### Exercise details
Copy verbatim the lines of the rows from the line containing "Check that each instance of the man's hair" up to and including the final line of the rows.
----
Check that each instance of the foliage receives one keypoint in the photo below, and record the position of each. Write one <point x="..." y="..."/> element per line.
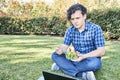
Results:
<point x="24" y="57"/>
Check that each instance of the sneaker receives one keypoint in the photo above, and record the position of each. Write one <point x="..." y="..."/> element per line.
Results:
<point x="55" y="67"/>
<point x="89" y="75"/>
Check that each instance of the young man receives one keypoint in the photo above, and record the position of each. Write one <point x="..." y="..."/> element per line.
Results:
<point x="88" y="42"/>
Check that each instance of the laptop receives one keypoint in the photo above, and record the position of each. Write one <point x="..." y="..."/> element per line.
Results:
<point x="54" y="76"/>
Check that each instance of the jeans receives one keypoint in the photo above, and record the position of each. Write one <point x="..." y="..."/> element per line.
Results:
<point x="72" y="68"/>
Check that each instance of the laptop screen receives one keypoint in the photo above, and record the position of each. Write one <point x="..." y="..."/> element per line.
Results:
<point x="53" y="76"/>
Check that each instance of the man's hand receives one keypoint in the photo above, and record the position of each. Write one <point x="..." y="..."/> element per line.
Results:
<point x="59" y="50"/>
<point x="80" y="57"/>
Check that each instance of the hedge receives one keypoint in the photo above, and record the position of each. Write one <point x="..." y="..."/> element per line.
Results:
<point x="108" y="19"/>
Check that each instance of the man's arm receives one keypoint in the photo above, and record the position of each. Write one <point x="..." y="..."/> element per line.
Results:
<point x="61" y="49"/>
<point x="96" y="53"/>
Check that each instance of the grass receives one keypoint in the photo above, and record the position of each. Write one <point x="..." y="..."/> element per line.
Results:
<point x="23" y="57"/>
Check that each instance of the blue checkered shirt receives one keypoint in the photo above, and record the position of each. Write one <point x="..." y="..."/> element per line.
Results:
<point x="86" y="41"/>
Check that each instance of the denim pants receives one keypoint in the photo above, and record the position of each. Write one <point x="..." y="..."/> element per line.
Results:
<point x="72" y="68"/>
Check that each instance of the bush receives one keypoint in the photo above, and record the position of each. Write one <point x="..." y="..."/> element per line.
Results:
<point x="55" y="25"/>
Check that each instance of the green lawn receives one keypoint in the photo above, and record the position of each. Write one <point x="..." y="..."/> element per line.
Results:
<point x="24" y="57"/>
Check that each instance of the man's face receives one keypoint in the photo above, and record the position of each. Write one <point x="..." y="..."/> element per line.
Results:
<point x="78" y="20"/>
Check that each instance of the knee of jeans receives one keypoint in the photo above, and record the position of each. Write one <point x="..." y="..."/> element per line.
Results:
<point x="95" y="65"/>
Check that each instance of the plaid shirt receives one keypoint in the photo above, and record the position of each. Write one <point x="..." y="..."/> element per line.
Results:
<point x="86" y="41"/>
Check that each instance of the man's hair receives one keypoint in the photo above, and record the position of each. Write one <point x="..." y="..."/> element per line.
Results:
----
### Written reply
Check that each instance of the man's hair receives one keypoint in the photo above, and record the position of each. Write one <point x="..." y="..."/> element per line.
Results:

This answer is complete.